## Tekst źródłowy

Czytaj też: Brzydkie kaczątko czy ozłocona wydmuszka? Recenzja gry planszowej Narodziny Kosmosu

Co wypada najgorzej? Ewidentnie projekt samej planszy, która jest wizualnie zagracona już po fazie przygotowań do gry. Regiony, konkretne lokacje, trasy “zwyczajnie i bitewne” z początku są łatwe do ogarnięcia, ale wraz z przebiegiem gry, cała plansza staje się dosłownie zagracona zarówno naszymi, jak i wrogimi siłami. Brak miejsca na planszy daje się we znaki zwłaszcza przy realizowaniu misji bitwy na przedpolach Mordoru, a sama oprawa graficzna jest… nietypowa. Tyczy się to zwłaszcza wizerunków postaci, które nie wszystkim przypadną do gustu.

Jak gra się w Władca Pierścieni: Los drużyny pierścienia?

## Zadanie
Przepisz cały fragment recenzji gry planszowej dokładnie w takiej postaci, w jakiej się pojawia, bez żadnych zmian.

## Udostępnione wiersze
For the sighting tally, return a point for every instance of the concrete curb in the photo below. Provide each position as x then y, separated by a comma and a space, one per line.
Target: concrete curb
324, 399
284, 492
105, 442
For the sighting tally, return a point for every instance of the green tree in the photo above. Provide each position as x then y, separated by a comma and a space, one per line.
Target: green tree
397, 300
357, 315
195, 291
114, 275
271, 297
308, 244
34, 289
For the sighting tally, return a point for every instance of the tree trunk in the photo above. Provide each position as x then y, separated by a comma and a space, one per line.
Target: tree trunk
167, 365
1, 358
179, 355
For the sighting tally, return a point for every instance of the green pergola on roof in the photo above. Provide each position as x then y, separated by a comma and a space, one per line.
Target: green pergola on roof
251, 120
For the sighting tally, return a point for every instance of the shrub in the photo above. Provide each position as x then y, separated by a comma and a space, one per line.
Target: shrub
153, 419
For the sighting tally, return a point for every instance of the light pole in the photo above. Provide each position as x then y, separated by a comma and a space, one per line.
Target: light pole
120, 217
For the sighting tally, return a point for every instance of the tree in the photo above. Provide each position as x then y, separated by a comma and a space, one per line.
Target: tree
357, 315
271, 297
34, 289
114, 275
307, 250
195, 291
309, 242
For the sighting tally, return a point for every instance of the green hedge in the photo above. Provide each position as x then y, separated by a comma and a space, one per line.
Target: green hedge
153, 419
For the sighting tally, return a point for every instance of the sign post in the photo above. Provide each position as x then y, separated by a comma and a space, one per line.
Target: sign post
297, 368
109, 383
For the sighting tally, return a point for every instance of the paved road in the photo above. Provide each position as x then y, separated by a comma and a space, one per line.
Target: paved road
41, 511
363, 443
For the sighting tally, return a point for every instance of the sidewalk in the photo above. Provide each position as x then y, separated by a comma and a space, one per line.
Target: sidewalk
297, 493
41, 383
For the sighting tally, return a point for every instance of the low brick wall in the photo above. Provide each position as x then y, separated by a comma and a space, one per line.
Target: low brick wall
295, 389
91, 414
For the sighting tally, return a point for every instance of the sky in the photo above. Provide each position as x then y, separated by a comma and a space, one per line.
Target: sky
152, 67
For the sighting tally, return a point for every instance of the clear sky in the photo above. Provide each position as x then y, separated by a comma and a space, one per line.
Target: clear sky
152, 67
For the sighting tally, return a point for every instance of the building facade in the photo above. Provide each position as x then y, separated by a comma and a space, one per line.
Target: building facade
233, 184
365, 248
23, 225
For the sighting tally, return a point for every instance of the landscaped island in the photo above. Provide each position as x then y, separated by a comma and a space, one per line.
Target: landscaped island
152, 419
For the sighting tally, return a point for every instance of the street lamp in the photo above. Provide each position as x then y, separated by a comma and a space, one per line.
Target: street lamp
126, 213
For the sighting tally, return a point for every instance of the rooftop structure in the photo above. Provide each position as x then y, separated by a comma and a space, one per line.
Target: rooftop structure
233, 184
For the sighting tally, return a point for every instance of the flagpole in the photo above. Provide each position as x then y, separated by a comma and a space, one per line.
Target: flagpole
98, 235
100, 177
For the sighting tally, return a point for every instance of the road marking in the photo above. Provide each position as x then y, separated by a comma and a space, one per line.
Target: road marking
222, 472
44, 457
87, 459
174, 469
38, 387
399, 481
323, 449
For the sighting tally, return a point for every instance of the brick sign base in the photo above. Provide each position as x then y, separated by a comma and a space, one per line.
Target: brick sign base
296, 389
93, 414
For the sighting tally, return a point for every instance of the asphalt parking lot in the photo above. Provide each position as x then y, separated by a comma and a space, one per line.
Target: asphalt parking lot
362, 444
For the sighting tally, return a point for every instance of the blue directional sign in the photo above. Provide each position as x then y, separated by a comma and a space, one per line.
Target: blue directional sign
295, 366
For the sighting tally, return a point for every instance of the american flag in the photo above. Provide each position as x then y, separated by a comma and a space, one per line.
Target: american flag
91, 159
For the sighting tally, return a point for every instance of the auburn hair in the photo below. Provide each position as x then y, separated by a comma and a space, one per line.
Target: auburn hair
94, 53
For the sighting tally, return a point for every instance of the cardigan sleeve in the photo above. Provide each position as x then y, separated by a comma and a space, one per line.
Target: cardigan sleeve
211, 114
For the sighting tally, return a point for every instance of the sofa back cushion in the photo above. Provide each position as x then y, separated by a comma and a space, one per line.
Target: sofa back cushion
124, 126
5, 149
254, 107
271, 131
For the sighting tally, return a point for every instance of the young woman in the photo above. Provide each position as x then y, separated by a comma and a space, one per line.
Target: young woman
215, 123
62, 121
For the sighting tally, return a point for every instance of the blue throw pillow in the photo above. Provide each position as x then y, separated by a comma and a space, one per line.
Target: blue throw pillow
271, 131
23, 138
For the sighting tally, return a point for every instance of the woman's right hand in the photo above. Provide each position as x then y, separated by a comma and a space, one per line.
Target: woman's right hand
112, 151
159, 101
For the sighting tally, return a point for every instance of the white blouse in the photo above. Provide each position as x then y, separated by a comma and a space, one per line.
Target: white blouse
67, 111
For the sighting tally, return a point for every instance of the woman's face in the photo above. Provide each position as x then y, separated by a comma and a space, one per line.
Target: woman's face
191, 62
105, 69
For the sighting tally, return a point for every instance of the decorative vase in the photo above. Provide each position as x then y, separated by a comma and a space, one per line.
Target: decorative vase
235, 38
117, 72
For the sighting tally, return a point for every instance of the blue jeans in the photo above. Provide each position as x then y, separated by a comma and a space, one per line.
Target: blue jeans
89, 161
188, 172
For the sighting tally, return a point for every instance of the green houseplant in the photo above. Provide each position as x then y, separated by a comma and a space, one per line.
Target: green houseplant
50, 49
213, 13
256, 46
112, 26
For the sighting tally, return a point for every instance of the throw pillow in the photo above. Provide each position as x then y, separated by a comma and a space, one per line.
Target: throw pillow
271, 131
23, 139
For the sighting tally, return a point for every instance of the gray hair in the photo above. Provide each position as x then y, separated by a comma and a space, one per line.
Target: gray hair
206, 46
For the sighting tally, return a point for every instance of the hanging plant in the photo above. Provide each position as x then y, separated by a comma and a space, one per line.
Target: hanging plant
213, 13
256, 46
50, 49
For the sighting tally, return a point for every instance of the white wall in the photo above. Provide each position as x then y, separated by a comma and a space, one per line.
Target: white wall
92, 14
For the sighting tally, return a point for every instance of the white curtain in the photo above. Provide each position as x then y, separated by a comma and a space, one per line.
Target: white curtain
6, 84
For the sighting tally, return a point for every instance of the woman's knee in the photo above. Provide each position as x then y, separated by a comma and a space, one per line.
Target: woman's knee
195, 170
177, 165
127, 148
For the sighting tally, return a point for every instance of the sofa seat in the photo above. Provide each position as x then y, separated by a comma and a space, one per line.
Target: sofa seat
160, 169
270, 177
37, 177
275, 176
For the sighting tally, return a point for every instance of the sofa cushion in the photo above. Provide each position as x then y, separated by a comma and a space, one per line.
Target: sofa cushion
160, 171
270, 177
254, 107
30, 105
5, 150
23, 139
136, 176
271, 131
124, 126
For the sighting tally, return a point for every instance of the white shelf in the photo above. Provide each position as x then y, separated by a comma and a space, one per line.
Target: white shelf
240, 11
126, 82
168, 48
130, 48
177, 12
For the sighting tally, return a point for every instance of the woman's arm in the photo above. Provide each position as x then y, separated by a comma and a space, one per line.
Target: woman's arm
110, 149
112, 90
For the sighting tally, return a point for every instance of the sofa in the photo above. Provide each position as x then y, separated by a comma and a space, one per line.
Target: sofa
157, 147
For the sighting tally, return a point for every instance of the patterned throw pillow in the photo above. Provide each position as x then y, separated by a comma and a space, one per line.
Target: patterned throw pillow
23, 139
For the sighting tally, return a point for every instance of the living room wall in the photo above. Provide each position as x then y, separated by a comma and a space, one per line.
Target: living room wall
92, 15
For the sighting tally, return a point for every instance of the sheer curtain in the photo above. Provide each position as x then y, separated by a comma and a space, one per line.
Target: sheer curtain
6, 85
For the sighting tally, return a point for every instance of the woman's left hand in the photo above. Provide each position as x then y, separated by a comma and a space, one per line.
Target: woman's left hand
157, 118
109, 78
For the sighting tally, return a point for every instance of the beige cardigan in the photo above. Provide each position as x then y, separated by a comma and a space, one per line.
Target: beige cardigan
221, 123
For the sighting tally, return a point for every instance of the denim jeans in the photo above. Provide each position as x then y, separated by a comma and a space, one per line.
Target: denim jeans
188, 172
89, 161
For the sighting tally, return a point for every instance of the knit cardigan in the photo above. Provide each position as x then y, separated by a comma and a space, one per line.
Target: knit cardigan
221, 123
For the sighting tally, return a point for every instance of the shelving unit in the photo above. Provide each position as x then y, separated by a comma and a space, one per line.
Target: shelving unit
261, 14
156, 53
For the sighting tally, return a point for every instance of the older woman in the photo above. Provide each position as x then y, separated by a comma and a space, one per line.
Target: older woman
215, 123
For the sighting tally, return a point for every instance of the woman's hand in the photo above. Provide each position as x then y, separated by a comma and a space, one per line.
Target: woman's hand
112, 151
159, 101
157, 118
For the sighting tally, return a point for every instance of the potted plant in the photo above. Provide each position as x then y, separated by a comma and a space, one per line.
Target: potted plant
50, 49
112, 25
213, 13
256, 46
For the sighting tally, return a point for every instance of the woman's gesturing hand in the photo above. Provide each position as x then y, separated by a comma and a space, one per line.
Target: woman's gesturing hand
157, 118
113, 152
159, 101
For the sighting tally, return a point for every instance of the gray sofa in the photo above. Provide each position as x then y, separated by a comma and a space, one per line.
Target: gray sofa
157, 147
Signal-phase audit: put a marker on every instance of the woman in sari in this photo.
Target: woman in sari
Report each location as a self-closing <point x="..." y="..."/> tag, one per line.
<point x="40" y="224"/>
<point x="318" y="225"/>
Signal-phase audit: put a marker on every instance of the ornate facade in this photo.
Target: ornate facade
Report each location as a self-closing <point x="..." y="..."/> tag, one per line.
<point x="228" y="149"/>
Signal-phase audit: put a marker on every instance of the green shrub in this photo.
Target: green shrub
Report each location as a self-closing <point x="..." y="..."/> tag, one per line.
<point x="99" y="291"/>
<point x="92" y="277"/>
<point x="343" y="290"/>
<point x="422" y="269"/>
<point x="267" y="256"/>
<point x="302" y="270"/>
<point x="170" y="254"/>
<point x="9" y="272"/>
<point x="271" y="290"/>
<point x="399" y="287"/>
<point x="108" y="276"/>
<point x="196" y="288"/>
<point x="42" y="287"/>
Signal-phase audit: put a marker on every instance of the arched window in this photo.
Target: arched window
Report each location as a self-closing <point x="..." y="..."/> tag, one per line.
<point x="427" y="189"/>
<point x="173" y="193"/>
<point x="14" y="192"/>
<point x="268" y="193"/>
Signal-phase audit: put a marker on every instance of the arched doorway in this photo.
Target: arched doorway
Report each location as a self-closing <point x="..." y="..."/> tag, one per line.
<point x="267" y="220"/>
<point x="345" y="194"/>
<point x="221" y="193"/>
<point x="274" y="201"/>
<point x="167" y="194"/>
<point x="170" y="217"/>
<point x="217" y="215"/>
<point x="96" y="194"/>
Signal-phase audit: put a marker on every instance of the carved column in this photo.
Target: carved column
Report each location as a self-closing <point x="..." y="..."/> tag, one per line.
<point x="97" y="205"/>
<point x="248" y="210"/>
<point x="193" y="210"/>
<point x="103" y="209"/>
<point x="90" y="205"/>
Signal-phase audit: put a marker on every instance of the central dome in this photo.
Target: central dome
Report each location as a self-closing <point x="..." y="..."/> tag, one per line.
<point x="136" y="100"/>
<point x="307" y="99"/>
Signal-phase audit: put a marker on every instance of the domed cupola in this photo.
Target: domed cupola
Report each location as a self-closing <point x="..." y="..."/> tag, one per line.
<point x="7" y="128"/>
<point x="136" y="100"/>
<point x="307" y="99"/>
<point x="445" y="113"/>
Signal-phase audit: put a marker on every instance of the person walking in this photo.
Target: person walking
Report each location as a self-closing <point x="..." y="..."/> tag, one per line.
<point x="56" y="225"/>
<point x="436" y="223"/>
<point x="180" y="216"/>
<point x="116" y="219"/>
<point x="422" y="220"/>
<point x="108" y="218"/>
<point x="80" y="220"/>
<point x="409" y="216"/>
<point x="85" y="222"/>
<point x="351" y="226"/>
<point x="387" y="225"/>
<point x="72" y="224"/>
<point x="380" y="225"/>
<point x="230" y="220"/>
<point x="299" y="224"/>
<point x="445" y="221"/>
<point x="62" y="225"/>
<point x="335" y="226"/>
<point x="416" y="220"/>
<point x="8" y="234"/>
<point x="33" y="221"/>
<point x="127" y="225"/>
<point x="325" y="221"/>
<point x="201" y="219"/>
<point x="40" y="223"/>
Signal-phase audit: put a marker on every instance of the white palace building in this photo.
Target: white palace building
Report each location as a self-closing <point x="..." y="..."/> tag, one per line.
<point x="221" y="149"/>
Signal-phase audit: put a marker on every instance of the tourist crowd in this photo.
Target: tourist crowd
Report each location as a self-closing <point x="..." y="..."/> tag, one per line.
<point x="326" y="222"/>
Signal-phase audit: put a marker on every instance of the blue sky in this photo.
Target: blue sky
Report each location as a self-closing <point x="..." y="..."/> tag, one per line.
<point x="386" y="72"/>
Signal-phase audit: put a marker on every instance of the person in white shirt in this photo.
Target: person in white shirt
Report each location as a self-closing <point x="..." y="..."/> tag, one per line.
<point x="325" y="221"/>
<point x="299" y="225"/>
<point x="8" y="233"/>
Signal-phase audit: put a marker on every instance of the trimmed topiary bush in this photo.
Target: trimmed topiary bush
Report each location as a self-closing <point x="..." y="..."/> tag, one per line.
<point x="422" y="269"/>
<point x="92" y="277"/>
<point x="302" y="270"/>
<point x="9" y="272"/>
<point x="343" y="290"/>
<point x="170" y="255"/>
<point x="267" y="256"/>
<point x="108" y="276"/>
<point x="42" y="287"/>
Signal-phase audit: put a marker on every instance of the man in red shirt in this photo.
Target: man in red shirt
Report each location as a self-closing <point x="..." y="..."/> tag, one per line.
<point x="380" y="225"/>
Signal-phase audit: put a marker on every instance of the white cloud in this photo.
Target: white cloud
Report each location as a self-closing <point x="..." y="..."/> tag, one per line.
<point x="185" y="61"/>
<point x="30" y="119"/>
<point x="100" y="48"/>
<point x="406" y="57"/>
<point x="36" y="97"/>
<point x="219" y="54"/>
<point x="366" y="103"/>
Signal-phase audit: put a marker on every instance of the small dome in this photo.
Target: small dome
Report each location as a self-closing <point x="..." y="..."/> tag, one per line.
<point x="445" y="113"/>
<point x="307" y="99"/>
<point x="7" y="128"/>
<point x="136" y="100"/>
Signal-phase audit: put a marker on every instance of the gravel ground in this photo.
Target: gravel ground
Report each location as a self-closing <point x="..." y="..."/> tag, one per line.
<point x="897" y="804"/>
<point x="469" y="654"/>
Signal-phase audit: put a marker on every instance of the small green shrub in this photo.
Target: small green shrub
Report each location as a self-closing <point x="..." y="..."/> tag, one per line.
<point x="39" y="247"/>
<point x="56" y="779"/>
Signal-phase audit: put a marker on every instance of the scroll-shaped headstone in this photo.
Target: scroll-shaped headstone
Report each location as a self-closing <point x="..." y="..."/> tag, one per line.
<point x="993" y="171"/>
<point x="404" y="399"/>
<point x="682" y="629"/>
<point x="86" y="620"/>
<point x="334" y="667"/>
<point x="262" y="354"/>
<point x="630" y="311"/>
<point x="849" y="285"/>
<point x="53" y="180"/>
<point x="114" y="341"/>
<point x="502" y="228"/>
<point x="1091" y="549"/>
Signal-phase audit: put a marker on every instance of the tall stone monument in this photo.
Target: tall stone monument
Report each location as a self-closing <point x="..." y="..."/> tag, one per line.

## Oczekiwana odpowiedź
Czytaj też: Brzydkie kaczątko czy ozłocona wydmuszka? Recenzja gry planszowej Narodziny Kosmosu

Co wypada najgorzej? Ewidentnie projekt samej planszy, która jest wizualnie zagracona już po fazie przygotowań do gry. Regiony, konkretne lokacje, trasy “zwyczajnie i bitewne” z początku są łatwe do ogarnięcia, ale wraz z przebiegiem gry, cała plansza staje się dosłownie zagracona zarówno naszymi, jak i wrogimi siłami. Brak miejsca na planszy daje się we znaki zwłaszcza przy realizowaniu misji bitwy na przedpolach Mordoru, a sama oprawa graficzna jest… nietypowa. Tyczy się to zwłaszcza wizerunków postaci, które nie wszystkim przypadną do gustu.

Jak gra się w Władca Pierścieni: Los drużyny pierścienia?